**Task goal**
Quote the lines from the line holding "[locate] the jersey sleeve" to the very end of the listing, exactly, and no others.

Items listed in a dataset
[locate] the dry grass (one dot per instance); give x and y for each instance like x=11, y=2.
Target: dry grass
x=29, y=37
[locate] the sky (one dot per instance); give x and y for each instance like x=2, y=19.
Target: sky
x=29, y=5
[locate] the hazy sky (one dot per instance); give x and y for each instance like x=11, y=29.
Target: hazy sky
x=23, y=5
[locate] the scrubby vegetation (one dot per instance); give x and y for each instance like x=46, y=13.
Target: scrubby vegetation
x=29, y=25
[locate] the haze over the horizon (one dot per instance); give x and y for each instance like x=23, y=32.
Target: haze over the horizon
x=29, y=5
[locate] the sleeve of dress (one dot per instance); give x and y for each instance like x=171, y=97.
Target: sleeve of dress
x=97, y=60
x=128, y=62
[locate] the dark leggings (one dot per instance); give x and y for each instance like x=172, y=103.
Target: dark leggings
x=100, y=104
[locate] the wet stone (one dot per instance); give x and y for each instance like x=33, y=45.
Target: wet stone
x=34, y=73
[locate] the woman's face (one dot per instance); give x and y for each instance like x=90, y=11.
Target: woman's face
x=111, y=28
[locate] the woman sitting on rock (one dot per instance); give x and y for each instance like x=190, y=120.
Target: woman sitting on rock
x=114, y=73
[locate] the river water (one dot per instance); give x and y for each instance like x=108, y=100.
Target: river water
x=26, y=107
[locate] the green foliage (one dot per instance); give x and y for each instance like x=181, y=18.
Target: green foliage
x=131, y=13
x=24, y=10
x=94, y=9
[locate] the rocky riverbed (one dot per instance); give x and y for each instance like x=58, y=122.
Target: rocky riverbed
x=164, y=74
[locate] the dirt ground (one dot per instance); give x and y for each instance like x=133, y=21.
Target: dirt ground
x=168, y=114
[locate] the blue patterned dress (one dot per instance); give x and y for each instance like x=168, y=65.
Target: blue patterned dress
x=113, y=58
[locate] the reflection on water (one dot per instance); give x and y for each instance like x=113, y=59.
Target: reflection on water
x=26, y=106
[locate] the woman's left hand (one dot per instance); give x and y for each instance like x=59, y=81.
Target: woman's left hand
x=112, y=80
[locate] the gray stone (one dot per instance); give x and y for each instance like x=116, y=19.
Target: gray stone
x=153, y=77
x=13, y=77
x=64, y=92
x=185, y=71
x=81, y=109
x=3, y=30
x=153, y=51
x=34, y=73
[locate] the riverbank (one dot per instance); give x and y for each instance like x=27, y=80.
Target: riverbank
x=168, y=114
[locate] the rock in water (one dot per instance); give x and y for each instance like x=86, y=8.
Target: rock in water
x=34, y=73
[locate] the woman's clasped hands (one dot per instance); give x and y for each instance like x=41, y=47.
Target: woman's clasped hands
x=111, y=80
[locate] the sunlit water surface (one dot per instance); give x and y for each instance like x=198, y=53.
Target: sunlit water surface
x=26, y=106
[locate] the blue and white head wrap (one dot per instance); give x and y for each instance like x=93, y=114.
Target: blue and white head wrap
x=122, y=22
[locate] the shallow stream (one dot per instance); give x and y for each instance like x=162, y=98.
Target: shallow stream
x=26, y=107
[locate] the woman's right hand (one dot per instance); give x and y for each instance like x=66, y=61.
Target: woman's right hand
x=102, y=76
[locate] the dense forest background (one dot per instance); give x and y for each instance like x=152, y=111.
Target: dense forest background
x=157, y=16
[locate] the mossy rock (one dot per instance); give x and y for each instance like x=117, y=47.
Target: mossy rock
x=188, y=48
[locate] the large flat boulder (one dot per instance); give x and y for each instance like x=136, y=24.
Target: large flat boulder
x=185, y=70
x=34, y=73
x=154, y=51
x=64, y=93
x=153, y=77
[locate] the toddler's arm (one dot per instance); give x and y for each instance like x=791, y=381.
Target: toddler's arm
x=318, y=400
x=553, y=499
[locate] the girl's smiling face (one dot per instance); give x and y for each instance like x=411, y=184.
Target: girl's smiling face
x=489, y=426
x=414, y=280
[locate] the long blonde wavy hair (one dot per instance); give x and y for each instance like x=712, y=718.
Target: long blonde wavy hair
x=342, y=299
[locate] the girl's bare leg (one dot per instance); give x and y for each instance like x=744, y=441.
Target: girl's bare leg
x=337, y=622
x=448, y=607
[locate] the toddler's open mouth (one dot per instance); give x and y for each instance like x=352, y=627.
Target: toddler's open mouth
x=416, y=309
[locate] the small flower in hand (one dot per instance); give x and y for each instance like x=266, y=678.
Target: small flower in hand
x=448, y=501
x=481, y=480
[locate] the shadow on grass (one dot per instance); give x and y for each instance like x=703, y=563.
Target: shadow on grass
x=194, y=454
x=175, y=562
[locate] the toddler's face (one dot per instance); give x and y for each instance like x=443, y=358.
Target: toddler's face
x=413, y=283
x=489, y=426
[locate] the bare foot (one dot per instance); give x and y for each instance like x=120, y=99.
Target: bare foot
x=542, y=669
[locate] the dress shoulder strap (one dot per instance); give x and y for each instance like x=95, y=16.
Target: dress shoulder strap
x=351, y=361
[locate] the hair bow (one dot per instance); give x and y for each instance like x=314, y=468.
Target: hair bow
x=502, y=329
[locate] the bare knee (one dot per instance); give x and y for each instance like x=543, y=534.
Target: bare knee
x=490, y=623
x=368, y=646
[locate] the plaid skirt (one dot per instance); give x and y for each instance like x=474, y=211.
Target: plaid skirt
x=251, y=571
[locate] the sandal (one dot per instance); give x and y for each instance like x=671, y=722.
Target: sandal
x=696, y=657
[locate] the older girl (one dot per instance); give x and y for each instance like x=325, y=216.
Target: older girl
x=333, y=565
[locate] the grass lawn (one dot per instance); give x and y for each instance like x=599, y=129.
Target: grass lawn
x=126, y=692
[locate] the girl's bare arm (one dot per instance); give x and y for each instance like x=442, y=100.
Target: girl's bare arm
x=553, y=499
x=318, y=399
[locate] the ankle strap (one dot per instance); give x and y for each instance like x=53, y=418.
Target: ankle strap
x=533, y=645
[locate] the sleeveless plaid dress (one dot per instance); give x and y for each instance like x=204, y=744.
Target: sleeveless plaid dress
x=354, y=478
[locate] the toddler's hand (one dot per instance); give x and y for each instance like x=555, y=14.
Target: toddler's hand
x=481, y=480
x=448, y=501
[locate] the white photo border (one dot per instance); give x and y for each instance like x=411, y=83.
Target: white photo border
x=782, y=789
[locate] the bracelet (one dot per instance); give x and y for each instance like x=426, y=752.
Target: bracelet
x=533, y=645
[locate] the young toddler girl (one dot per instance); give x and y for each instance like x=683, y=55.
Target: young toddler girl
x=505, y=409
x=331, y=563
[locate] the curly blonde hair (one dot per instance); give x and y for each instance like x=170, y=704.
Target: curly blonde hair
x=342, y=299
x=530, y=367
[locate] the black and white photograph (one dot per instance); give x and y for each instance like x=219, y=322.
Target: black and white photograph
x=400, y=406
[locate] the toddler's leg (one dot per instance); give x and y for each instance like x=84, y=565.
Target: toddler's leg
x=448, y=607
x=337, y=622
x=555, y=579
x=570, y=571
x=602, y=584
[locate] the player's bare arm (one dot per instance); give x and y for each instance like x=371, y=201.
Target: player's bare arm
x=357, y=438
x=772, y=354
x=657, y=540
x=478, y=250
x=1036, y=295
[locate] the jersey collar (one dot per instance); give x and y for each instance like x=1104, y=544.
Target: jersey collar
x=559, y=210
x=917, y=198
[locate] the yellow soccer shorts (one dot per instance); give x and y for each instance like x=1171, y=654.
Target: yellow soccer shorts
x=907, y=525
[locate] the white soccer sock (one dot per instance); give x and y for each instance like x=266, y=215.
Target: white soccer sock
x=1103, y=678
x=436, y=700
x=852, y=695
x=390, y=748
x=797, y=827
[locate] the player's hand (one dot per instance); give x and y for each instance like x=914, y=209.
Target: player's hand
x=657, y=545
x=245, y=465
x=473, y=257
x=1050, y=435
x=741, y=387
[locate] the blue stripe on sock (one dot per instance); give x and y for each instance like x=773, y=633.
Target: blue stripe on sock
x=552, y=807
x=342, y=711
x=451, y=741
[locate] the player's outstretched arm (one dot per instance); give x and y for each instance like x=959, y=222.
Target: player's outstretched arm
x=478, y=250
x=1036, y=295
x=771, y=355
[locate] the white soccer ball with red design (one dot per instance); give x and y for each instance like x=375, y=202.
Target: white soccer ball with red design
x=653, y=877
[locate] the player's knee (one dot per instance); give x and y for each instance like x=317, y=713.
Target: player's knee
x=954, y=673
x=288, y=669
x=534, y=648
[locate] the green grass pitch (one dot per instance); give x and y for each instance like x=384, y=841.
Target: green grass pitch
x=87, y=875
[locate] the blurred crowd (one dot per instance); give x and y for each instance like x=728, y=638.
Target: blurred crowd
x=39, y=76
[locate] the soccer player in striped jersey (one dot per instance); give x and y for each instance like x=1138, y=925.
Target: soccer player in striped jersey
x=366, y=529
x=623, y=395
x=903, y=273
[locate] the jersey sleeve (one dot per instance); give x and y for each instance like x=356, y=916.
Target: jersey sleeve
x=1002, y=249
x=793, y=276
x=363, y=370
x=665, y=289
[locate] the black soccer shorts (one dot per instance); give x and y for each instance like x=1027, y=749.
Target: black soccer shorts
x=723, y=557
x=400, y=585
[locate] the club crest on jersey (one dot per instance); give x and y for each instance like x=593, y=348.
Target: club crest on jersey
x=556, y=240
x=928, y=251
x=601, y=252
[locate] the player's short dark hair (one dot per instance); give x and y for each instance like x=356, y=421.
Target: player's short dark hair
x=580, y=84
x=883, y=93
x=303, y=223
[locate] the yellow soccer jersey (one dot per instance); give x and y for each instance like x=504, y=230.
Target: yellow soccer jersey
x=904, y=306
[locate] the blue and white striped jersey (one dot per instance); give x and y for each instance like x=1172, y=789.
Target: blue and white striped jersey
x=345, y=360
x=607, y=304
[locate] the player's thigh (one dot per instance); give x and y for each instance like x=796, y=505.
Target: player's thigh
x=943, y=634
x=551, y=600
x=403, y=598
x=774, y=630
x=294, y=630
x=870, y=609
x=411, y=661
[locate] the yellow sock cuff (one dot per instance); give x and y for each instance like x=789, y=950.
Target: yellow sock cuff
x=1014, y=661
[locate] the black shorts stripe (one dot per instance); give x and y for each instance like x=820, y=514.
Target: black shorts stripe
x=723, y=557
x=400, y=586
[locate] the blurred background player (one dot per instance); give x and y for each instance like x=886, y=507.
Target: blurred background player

**Response for this exercise**
[locate] the jersey sleeve (one dot per instance); give x and y for each instance like x=356, y=916.
Target: jersey sleeve
x=1002, y=249
x=793, y=276
x=363, y=370
x=665, y=289
[locate] the black soccer shorts (one dot per instance); give x and y for each instance like x=1027, y=749.
Target: black soccer shorts
x=723, y=557
x=400, y=585
[locate] the club crest on jersey (one dot per instance); give x and y for each instance like x=593, y=348.
Target: club crest on jersey
x=556, y=240
x=928, y=251
x=601, y=252
[locate] the player's short dark hair (one dot per instance); give x and y for each instance like x=356, y=421.
Target: player's short dark hair
x=580, y=84
x=883, y=93
x=303, y=223
[locate] the yellow soccer jersey (one dot per instance); give x and y for each instance like x=504, y=230.
Target: yellow soccer jersey
x=904, y=306
[locate] the blue and white striped jersey (one dot per instance); give x and y for each instance like x=1172, y=789.
Target: blue and white striped jersey
x=345, y=360
x=607, y=304
[locate] the player's thigh (one dot per instance); give x and y for each instance like x=796, y=505.
Target: player's thigh
x=943, y=634
x=551, y=600
x=403, y=598
x=774, y=630
x=294, y=630
x=870, y=609
x=411, y=661
[locate] the yellow sock cuff (one dot per instance); give x and y for each instance like x=789, y=950.
Target: yellow sock cuff
x=1014, y=661
[locate] the black shorts stripe (one dot per instance); give x and y for each instance like x=820, y=514.
Target: black shorts stripe
x=723, y=557
x=400, y=586
[locate] the blurred background player (one dot per instance); give x and y for each instance like x=886, y=507.
Target: blurred background player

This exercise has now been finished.